__SOURCE PASSAGE__:
With an approach such as this, the chance for an exchange of looks likely disappears, though on rare occasion, the fourth wall is indeed breached.  Derek Bousé has pointed out that in most narrative film and with many documentaries, “shots of subjects “accidentally” looking at the camera would be considered unusable.  In wildlife films, however, face-on shots are some of the most usable and most desirable.” (5)  One example he cites is from a journalist’s account of an incident with a polar bear during a shoot for The Living Planet:  “Suddenly, the beast turned toward the camera and bares its teeth ferociously: this happened when cameraman Hugh Miles happened to unscrew the cap on a flask of soup; at 30 yards, the bear could smell it.  The cap was replaced, and the bear shambled away.” (6)

Pavlovian in its effect on both bear and viewer, the same open thermos that delivered the punctum for producers (and audiences) of The Living Planet would be cited in Hollywood under SAG-administered work rules regarding animal actors.  As Susan Orlean has written, “When a bear is working on a film, anything that produces smells that might bother the bear—cheap perfume, strong liquor, jelly doughnuts—must be removed from the location.” (7)  Here the disparity between these genre codes is laid bare, and it calls to mind one of Jean-Luc Godard’s best-known aphorisms: “every film is a documentary of its actors.”  Yet how does this core truth stand up with fictional films that feature animals?  What would it mean for those exchanges of looks invoked by Jonathan Burt?  And what does it even mean for an animal to act?  Let’s look at the justly famous circus scene in Robert Bresson’s Au Hasard Balthazar:


This sequence is commonly seen as a momentary respite within an otherwise emotionally wrenching film- interspecies communion away from the cruelty of humans.  Joseph Cunneen typified this view when he wrote that, “Their countenances remain opaque, but one has the sense that genuine communication is taking place.” (8)  And, as Jean Collet described it, “The boldness and honesty of Bresson’s approach is that he never used montage to violate the mystery of the animal.  On the contrary, he wanted us to experience it to the point of agony.” (9)

__SOURCE DATA__:
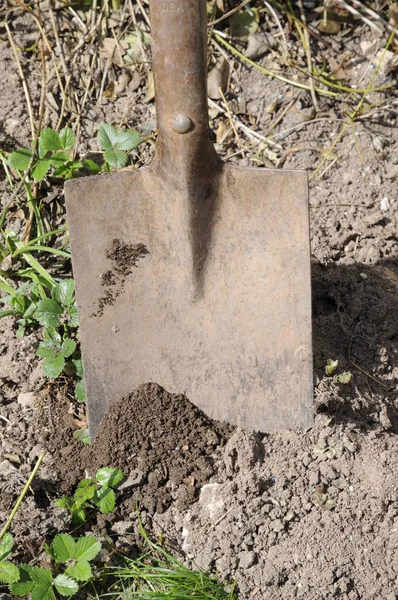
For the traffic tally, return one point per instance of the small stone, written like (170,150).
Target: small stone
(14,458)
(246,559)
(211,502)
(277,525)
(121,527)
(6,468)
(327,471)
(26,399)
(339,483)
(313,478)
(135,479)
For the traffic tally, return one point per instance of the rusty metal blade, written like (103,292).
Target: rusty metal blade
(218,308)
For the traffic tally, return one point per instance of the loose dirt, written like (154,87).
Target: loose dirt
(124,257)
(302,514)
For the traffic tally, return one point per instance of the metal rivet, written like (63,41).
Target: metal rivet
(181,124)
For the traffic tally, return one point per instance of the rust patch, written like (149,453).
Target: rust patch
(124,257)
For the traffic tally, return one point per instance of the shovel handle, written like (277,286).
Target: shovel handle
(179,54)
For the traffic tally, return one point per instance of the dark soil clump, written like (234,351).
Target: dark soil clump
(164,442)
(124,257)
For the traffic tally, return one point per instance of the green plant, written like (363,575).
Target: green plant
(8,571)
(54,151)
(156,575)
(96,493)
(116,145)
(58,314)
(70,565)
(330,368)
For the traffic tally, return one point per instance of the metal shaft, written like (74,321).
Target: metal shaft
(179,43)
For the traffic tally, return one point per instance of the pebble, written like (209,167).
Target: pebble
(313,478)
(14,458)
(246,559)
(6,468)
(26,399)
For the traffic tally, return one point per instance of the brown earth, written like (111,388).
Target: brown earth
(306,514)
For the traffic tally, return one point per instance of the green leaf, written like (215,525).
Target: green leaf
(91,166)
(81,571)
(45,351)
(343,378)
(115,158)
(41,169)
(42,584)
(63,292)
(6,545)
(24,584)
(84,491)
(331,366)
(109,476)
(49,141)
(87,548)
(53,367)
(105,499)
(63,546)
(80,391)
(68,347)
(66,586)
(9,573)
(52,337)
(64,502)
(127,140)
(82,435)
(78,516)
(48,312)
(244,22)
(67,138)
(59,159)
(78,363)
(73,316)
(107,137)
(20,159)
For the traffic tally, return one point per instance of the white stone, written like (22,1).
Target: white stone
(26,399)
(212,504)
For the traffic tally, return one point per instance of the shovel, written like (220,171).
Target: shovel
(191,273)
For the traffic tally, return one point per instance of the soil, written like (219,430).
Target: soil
...
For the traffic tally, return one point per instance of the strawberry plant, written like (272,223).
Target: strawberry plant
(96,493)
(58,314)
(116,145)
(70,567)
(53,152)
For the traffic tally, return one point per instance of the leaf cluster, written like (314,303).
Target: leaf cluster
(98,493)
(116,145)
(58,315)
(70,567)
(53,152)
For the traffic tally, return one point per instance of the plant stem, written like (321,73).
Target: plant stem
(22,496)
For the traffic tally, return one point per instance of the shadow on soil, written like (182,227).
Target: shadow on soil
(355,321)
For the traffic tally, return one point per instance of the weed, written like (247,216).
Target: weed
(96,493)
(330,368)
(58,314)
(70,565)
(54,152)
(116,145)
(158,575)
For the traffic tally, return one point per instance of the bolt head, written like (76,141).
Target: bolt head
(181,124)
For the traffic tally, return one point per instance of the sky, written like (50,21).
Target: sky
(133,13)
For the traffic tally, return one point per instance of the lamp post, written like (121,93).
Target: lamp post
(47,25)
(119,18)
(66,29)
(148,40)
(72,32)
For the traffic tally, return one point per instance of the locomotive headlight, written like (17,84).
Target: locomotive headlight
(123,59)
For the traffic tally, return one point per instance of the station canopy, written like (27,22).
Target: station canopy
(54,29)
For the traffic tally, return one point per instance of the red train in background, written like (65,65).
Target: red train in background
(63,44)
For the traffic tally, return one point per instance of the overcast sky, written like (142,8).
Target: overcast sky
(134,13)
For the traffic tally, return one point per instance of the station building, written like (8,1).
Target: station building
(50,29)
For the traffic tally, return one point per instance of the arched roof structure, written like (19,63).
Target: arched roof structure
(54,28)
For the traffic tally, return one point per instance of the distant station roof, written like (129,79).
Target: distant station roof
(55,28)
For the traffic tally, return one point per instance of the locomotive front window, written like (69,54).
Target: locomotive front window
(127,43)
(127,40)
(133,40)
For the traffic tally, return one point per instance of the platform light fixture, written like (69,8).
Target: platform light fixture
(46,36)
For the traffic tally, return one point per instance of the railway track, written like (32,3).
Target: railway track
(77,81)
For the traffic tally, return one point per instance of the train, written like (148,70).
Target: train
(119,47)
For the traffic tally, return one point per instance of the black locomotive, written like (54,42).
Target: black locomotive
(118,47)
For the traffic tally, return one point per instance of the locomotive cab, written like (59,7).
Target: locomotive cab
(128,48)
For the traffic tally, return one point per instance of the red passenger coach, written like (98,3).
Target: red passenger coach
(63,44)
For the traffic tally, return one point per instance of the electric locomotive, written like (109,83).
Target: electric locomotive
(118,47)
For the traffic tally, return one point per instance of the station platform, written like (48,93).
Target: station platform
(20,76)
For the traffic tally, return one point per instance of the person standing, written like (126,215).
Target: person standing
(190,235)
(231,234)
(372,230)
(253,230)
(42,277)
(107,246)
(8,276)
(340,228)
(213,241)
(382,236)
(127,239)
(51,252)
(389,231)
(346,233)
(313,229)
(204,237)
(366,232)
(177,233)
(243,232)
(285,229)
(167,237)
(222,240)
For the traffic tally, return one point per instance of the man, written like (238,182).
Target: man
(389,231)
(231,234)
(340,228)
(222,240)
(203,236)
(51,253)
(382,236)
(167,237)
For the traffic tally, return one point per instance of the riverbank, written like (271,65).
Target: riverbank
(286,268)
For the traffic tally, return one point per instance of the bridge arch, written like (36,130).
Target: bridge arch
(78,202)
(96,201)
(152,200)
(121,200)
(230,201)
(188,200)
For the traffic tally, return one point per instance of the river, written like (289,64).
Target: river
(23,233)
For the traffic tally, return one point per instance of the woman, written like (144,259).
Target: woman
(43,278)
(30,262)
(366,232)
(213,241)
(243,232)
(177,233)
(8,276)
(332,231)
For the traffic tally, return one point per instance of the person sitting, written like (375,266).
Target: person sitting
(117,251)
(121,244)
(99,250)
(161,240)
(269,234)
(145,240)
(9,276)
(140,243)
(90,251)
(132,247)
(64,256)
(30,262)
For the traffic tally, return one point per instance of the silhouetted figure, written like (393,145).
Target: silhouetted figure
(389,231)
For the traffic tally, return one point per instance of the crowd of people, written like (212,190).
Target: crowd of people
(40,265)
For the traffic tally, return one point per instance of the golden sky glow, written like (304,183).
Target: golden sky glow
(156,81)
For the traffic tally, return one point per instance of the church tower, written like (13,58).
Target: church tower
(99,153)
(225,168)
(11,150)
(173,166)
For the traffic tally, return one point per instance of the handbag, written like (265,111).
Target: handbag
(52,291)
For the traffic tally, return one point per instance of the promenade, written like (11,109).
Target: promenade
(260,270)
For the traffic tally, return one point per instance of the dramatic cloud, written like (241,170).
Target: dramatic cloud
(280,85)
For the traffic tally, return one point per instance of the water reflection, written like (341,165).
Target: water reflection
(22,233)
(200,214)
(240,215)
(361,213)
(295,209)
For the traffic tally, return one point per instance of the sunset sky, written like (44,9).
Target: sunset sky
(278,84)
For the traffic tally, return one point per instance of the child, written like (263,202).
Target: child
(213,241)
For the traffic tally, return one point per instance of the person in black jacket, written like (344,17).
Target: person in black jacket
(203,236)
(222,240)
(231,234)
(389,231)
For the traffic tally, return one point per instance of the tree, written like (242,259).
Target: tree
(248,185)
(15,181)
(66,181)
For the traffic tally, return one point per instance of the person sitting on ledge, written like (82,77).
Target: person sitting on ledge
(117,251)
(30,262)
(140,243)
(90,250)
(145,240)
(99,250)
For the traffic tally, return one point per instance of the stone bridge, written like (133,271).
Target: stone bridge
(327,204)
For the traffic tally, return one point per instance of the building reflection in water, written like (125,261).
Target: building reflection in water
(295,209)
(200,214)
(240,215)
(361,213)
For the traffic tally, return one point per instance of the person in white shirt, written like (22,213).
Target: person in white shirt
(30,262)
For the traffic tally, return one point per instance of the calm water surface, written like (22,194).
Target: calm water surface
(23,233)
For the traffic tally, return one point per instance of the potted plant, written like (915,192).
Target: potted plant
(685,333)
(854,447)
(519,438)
==
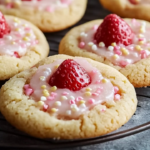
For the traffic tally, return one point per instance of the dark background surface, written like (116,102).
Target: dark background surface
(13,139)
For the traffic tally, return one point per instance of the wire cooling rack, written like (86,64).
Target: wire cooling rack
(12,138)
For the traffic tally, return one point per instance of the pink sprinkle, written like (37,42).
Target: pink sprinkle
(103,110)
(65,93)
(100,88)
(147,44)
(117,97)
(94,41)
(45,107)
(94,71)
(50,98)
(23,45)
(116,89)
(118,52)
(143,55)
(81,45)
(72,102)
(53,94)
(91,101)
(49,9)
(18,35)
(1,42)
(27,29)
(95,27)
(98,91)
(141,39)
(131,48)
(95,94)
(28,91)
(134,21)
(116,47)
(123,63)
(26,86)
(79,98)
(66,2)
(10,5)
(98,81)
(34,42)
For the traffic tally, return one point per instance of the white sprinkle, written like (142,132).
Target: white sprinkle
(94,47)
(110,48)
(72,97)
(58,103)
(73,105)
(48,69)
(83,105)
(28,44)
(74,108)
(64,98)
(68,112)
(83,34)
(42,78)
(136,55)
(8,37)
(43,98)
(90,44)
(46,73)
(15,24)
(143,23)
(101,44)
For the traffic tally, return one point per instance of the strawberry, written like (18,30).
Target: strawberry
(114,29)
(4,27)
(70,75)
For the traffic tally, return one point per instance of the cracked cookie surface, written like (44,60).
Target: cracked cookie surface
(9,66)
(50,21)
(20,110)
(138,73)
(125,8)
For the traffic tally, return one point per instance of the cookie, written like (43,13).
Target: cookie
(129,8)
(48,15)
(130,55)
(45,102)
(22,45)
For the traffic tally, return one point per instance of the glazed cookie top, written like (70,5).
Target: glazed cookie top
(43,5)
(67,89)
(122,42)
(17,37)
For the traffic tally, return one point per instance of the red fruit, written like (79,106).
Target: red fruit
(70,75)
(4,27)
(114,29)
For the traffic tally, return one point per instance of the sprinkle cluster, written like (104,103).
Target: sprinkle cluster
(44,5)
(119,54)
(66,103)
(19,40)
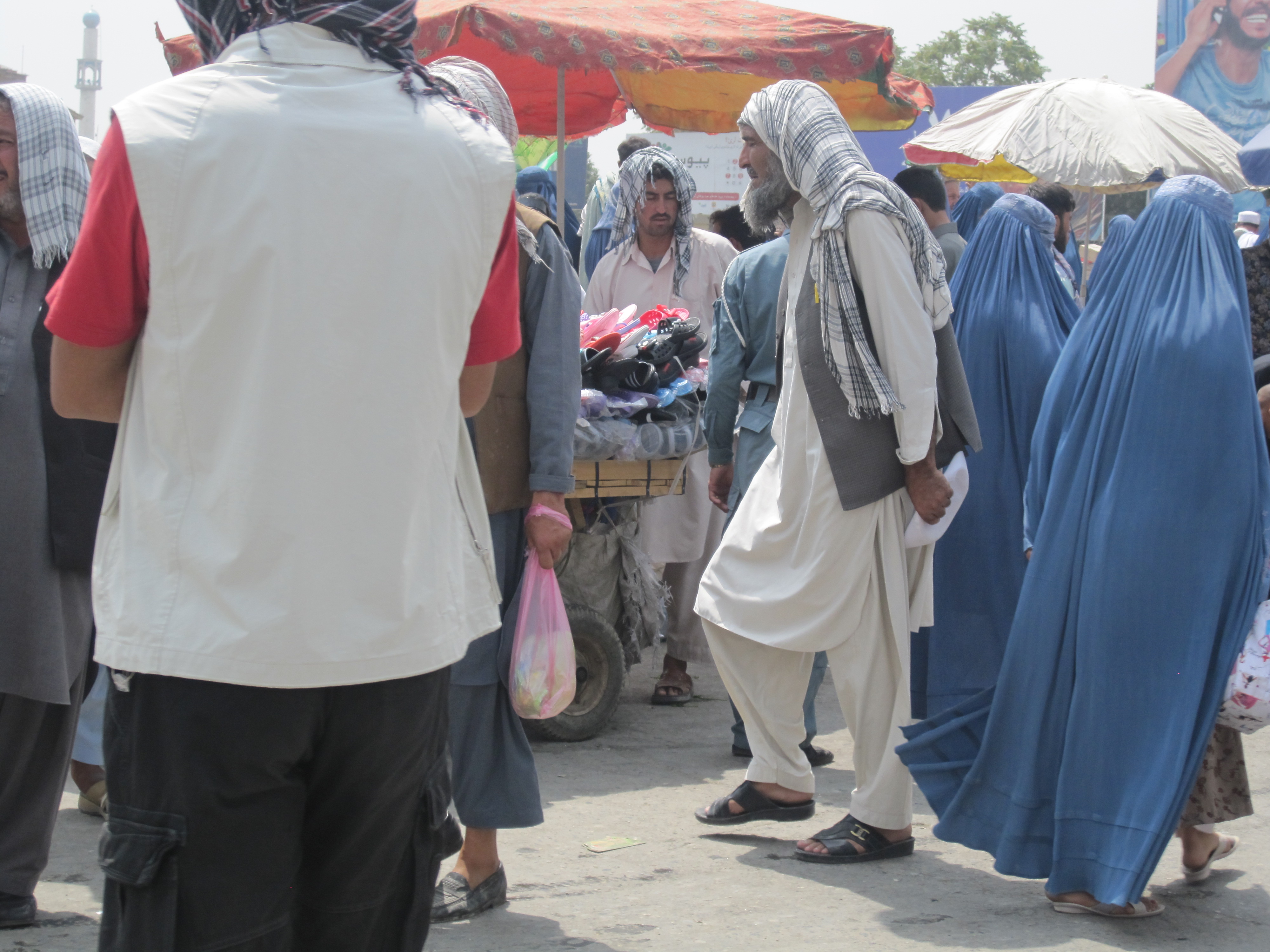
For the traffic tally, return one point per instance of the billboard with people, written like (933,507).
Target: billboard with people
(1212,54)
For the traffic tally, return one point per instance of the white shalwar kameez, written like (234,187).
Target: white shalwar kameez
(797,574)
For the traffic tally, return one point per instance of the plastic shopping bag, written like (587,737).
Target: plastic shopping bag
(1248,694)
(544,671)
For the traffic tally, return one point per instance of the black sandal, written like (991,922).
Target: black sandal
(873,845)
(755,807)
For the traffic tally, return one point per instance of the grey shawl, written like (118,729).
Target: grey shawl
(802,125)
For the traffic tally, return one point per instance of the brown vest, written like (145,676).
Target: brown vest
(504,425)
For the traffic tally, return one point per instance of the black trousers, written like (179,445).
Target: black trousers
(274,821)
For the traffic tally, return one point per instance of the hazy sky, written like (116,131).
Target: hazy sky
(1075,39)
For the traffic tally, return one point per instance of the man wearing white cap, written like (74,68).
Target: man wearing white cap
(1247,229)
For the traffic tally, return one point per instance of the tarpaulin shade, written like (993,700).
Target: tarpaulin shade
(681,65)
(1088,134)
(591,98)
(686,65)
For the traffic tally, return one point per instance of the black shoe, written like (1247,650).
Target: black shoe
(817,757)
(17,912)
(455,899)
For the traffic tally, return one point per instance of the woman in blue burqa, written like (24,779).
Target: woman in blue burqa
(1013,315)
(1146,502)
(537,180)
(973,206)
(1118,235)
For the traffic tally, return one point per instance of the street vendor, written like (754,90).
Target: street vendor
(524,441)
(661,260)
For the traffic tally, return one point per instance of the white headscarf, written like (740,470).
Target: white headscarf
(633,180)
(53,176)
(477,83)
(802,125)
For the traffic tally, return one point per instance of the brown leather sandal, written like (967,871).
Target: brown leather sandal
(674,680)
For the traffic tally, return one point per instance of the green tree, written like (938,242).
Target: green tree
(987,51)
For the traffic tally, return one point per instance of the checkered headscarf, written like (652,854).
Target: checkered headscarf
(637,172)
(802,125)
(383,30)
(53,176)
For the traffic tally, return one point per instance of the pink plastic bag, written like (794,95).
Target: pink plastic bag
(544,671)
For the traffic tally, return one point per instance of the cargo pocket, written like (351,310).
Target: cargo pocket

__GOAL 1__:
State how many lines in the rows contain the word "golden", giving the number alone.
__GOAL 2__:
Resume the passage on animals in film, starting after its final sentence.

__OUTPUT 1__:
2

__OUTPUT 2__:
As is clear from the scene above, however, montage was used.  I don’t love Bresson any less for this, but might amend Collet’s statement to say that although the mystery of the animal was never violated, montage was indeed a key element in its maintenance.  Truth, truthfulness, or truthiness?  In the end this sequence—exquisite as it is—tells us more about montage than it does about animals, a point wisely summarized by film historian Dana Polan: “The scene is like a curious parody or replay of the famous experiment by Soviet director Lev Kuleshov, in which cross-cutting between an expressionless actor and a series of objects supposedly was read by spectators in ways that imputed envy, desire and sympathy to the gaze of the actor as he looked on each item anew.” (10)

Perhaps Balthazar is (by default) the penultimate Bressonian model; there are, however, clear gestures of reaction to something by both Balthazar and his circus mates—a twitch of his ear, vocalizations by polar bear and chimp—causally severed by the patterns of shot/countershot (just as The Living Planet’s polar bear is separated from the soup).  In a scene shortly after, Balthazar has been trained to perform a kind of Clever Hans routine, juxtaposing the depiction of overtly false behavior (and later in the same scene, an appearance of uncontrollable distress with the sudden presence of his feared former master) against the exchange of looks in the shot/countershot construction preceding it; Godard’s aphorism has here been, if not upended, then certainly riddled with exceptions.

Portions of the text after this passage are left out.